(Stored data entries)
*** Begin section ***

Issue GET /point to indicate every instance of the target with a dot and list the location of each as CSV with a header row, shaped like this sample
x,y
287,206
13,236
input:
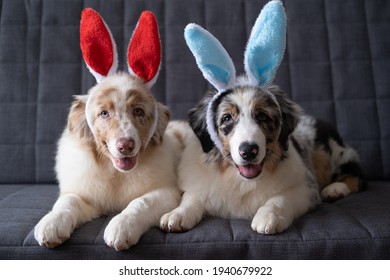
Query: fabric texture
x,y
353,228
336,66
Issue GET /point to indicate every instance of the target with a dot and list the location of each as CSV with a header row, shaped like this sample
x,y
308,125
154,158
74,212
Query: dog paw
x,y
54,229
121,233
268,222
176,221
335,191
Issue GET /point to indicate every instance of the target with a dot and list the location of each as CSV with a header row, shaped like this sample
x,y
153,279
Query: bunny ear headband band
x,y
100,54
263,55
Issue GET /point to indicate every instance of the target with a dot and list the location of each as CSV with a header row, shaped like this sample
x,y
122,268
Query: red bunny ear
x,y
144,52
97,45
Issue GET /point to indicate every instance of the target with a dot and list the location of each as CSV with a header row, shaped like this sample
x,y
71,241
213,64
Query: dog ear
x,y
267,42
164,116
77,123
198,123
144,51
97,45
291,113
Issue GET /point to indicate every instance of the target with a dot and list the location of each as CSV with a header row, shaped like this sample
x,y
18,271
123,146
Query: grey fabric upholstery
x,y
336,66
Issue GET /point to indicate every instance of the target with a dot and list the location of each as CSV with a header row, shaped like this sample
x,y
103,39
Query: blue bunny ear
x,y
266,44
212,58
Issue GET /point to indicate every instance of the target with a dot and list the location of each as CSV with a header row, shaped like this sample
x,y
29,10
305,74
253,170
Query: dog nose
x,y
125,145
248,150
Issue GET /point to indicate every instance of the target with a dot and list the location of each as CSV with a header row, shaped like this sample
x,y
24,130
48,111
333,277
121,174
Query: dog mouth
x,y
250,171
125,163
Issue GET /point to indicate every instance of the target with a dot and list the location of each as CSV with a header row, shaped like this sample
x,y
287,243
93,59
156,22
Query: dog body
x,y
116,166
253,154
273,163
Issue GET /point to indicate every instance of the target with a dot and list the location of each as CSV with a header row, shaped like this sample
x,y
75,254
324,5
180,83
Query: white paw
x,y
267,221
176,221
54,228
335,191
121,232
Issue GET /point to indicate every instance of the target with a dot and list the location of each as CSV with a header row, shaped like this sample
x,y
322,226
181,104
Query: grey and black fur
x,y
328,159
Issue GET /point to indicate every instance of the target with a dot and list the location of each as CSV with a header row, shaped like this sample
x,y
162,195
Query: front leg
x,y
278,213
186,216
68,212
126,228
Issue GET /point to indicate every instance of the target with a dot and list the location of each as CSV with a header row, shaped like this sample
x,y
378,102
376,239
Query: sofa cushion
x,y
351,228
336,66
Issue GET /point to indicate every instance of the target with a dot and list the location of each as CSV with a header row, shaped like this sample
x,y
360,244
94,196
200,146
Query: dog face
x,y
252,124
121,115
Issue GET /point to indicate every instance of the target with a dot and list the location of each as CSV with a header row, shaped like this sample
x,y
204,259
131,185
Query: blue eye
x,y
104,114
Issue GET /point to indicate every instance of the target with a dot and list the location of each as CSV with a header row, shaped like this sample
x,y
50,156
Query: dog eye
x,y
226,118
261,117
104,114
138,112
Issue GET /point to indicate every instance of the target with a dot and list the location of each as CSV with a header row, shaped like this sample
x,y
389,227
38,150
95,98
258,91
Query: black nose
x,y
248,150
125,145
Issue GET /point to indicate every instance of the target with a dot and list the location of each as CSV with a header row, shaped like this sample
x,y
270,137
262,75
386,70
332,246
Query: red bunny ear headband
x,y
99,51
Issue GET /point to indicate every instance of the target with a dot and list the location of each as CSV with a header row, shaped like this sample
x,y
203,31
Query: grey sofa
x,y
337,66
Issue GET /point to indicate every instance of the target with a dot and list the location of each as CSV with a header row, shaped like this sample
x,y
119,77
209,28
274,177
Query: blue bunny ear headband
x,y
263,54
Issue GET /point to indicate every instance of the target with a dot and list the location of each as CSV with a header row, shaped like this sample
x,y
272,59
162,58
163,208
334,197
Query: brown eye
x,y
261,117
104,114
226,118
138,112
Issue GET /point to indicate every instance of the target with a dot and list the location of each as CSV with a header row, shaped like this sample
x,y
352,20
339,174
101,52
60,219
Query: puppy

*** End section ***

### Task requirements:
Retype the lines above exactly, no pictures.

### Answer below:
Issue GET /point to indicate every instance of the target with a dot and list the location of each as CSV with a header row, shaped like this sample
x,y
287,206
13,236
input:
Query: fabric texture
x,y
353,228
336,66
Issue GET /point to indicate every instance of the target with a dot and list the location of each as CSV with a header row, shaped like this sample
x,y
308,125
154,158
74,212
Query: dog paw
x,y
54,229
121,233
268,222
176,221
335,191
Issue GET /point to indicate every instance of the target with a dot and list the location of each as CSV with a header row, shaped like this sample
x,y
153,279
Query: bunny ear headband band
x,y
100,54
263,55
Issue GET /point to indicate every instance of the target with a dot and list the location of each as CSV with a header row, shaped like this sample
x,y
122,268
Query: red bunny ear
x,y
144,52
97,45
Issue GET /point to indicate every instance of the target with a dot and list the location of each as CSV with a header row, shaped like this sample
x,y
71,241
213,64
Query: dog ear
x,y
267,42
164,116
77,123
198,123
144,51
97,45
291,113
Issue GET /point to indicate every instance of the target with a dot and list the location of each as CSV with a header row, shaped like this sample
x,y
18,271
123,146
Query: grey fabric upholstery
x,y
336,66
Issue GET /point to indicate every instance of the target with a dot and list the location of each as CSV with a header row, shaped like this sample
x,y
103,39
Query: blue bunny ear
x,y
266,44
212,58
Issue GET /point to indicate every instance of the target with a dot and list the location of each as CSV with a header row, shaped like this sample
x,y
29,10
305,74
253,170
Query: dog nose
x,y
125,145
248,150
Issue GET /point to indicate every instance of the target with a dot and list the location of each as CSV with a header row, shaped like this sample
x,y
24,130
48,111
333,277
121,174
Query: dog mouth
x,y
250,171
125,163
Issue GET /point to indicate every instance of the target with a dot and list the location of each as CSV with a header row, shaped like this sample
x,y
287,243
93,59
156,22
Query: dog body
x,y
116,166
253,154
273,163
Issue GET /point to indicate every instance of the target with a dot and list the location of each as CSV with a header row, shaped like this sample
x,y
75,254
324,5
180,83
Query: white paw
x,y
267,221
176,221
54,228
335,191
121,232
Issue GET /point to indicate every instance of the target with a dot and list the location of each as CSV with a header row, shaped like this sample
x,y
322,226
181,104
Query: grey and black fur
x,y
328,159
Issue GET /point to indicate every instance of the target with a dot and list the location of each as CSV with a header row, shaped like this sample
x,y
162,195
Query: front leg
x,y
278,213
186,216
68,212
126,228
Issue GET /point to indicate every instance of the target with a dot and list the location of each as CSV with a header row, shaped like this sample
x,y
378,102
376,239
Query: sofa cushion
x,y
351,228
336,66
Issue GET /point to indicate every instance of the target with a dot and list the location of each as CSV with a header row, shaped like this sample
x,y
360,244
94,196
200,146
Query: dog face
x,y
252,124
121,115
Issue GET /point to indicate every instance of the target with a dot and list the location of each as CSV with a header row, shaped like this sample
x,y
204,259
131,185
Query: blue eye
x,y
104,114
Issue GET /point to indicate every instance of the target with a dot and list the location of each as CSV with a header row, shaped like this sample
x,y
50,156
Query: dog eye
x,y
226,118
261,117
104,114
138,112
Issue GET /point to indicate every instance of the target with a dot and list the location of each as CSV with a header row, shaped like this sample
x,y
389,227
38,150
95,98
258,91
Query: black nose
x,y
248,150
125,145
Issue GET /point to indicate every instance of the target with a dot and list the location of each as CSV with a header row, shaped like this sample
x,y
270,137
262,75
386,70
332,246
Query: red bunny ear headband
x,y
99,51
Issue GET /point to indicate every instance of the target with a dot and list the location of each as CSV with a header row, shaped like this sample
x,y
203,31
Query: grey sofa
x,y
337,66
Issue GET /point to indicate every instance of the target with a dot and list the location of each as CSV with a header row, shaped like this sample
x,y
119,77
209,28
274,177
Query: blue bunny ear headband
x,y
263,54
Issue GET /point to indicate every instance of the target with a dot and list the location of each as CSV with a header row, shaped like this sample
x,y
272,59
162,58
163,208
334,197
Query: brown eye
x,y
261,117
104,114
226,118
138,112
Issue GET /point to indicate every instance of the target with a dot and list the location of each as CSV with a header row, shaped like this sample
x,y
352,20
339,174
101,52
60,219
Query: puppy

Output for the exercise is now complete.